» Selected extract:
Brunnenburg Castle, located in the Provence of South Tyrol, Italy, was one of the places where poet Ezra Pound lived and wrote. Today his daughter and grandson, Mary and Siegfried deRachewiltz, and their family, live there and oversee the estate and its two museums, the Ezra Pound museum and an agricultural museum. The family also works with Guilford College and a few other schools in the United States to host students for study abroad programs. Students on the program live in a farmhouse on the property, eat meals in the castle, take classes together, work together on the farm, travel and get a chance to interact with the people of the village.

Hands-On Learning
During the spring semester at Brunnenburg students take a course load that includes studies of environmental ethics and agro-archaeology, as well as a practicum on sustainable agriculture. Professor Natalya Shelkova led the group in 2022, and designed a course specifically for the program on the economics and politics of European agriculture. “We were learning about the cooperative system of agriculture practiced in this region, and while there, students were able to visit an apple processing facility,” Natalya says. “It was great to have the opportunity to see first hand the facility where farmers have access to some very sophisticated equipment to sort the apples and experience the cooperative system at work.”

Students also work alongside of the crew on the estate, which includes a vineyard and apple orchard. “The opportunity to live and work on a sustainable farm in the Alps appealed to me for a variety of reasons,” says Roman Robinson ’24. “I’m an environmental studies major so the coursework offered on the program complemented my major, but also I plan to work in sustainability and renewable resources after college, and I knew this would be a great experience to see those practices in action.”

Experiential Adventures
As with any study abroad program, the benefits for students include much more than the classwork and assignments. “Students are provided lunch daily at the farmhouse, but they are responsible for their own meals other times of the day,” Natalya says. “They have to learn how to live in the community, shop for food, and cook their own dinners. There are many aspects that can be a challenge, from communicating with people who speak a different language to learning to plan for things like grocery stores being closed on Sundays.”

Roman learned quickly that communication consists of much more than just speech. “We were in a region where people speak primarily German, but there were also Italian speakers. You’d have to switch between trying to understand German and Italian, and I learned that reading people’s gestures and understanding mannerisms is an important key to communicating,” Roman says.

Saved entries
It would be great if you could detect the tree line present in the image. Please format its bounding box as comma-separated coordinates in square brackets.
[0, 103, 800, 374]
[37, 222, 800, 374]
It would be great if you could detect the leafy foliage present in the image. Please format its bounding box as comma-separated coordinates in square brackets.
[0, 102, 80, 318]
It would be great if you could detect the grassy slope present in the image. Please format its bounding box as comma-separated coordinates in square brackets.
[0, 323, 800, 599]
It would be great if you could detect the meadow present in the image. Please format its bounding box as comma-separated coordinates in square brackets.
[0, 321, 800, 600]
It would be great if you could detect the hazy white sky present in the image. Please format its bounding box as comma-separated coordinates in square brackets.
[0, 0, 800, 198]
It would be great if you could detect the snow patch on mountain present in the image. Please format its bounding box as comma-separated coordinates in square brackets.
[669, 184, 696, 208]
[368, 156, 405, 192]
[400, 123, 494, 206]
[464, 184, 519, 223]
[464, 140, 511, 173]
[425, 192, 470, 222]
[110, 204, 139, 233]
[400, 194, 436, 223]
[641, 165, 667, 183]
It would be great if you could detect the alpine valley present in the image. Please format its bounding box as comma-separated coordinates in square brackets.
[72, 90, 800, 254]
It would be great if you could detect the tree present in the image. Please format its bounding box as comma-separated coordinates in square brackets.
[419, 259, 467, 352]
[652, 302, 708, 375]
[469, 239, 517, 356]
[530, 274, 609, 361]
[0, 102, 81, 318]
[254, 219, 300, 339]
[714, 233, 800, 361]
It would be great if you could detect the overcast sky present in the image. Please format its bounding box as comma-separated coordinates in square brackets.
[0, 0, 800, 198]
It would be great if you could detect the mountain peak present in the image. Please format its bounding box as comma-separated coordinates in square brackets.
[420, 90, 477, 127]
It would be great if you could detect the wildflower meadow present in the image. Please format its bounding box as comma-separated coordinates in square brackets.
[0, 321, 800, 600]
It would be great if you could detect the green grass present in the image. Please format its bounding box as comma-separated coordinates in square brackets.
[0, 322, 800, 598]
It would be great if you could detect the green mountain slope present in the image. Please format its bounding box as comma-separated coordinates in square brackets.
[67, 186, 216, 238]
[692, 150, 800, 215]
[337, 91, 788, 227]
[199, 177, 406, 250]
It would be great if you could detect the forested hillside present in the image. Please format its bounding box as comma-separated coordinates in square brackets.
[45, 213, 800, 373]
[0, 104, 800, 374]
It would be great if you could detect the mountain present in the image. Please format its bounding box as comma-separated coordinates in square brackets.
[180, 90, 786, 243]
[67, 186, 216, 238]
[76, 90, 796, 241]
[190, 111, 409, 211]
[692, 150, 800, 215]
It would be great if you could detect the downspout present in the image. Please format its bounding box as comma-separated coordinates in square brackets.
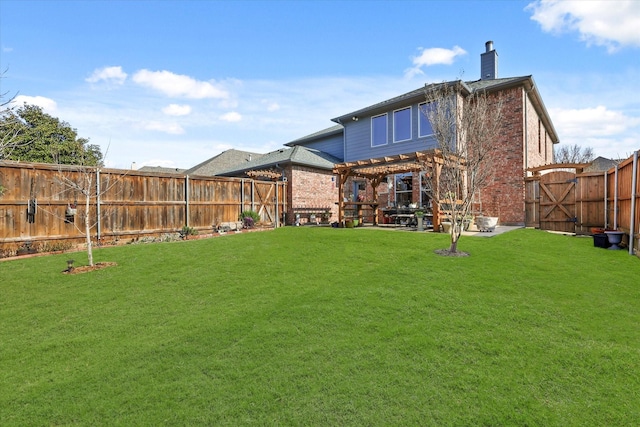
[629, 151, 638, 255]
[275, 163, 286, 228]
[96, 168, 102, 245]
[613, 165, 618, 230]
[604, 171, 609, 230]
[523, 86, 533, 172]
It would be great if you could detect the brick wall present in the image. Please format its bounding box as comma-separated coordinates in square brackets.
[285, 165, 338, 225]
[481, 87, 553, 225]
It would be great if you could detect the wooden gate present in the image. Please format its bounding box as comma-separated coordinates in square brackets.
[539, 171, 577, 233]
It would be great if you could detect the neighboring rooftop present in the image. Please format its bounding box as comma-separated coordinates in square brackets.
[138, 166, 186, 175]
[218, 145, 340, 176]
[185, 148, 264, 176]
[584, 156, 620, 172]
[284, 125, 344, 147]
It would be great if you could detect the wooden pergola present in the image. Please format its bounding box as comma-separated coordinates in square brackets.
[333, 150, 461, 227]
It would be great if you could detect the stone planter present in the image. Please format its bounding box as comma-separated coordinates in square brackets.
[476, 216, 498, 232]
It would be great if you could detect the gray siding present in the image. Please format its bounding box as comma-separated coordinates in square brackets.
[344, 103, 436, 162]
[301, 134, 344, 161]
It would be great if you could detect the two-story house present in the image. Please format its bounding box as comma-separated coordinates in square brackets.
[286, 42, 559, 225]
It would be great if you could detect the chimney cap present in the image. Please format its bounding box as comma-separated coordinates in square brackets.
[484, 40, 493, 52]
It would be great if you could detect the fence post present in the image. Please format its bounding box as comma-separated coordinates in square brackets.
[613, 165, 618, 230]
[629, 151, 638, 255]
[273, 180, 280, 228]
[95, 168, 102, 244]
[184, 175, 189, 227]
[240, 178, 244, 214]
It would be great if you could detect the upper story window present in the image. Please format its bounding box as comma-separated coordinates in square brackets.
[418, 102, 433, 137]
[393, 107, 411, 142]
[371, 114, 387, 147]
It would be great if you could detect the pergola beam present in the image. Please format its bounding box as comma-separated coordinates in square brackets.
[333, 150, 464, 224]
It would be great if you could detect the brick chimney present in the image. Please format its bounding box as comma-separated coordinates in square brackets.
[480, 40, 498, 80]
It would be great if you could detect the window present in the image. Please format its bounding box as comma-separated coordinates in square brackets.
[393, 107, 411, 142]
[396, 173, 413, 208]
[418, 102, 433, 137]
[371, 114, 387, 147]
[420, 172, 431, 207]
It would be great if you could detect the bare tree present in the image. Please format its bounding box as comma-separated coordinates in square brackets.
[0, 72, 21, 160]
[422, 81, 503, 253]
[554, 144, 595, 163]
[50, 154, 124, 267]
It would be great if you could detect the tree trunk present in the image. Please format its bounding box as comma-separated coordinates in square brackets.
[84, 196, 93, 267]
[449, 221, 462, 253]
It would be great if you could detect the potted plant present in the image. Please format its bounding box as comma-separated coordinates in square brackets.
[322, 209, 331, 223]
[180, 225, 198, 240]
[238, 210, 260, 228]
[416, 211, 424, 231]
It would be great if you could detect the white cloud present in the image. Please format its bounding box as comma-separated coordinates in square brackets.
[162, 104, 191, 116]
[13, 95, 58, 114]
[262, 99, 280, 113]
[220, 111, 242, 123]
[549, 105, 640, 158]
[526, 0, 640, 52]
[133, 70, 229, 99]
[138, 121, 184, 135]
[405, 46, 467, 78]
[85, 67, 127, 85]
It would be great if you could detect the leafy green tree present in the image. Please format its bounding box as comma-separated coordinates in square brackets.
[0, 104, 102, 166]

» Work request: Write out everything in the Brunnenburg text from "Brunnenburg Castle, located" down to "of the village.". These records were drawn from a separate source.

» Task output:
Brunnenburg Castle, located in the Provence of South Tyrol, Italy, was one of the places where poet Ezra Pound lived and wrote. Today his daughter and grandson, Mary and Siegfried deRachewiltz, and their family, live there and oversee the estate and its two museums, the Ezra Pound museum and an agricultural museum. The family also works with Guilford College and a few other schools in the United States to host students for study abroad programs. Students on the program live in a farmhouse on the property, eat meals in the castle, take classes together, work together on the farm, travel and get a chance to interact with the people of the village.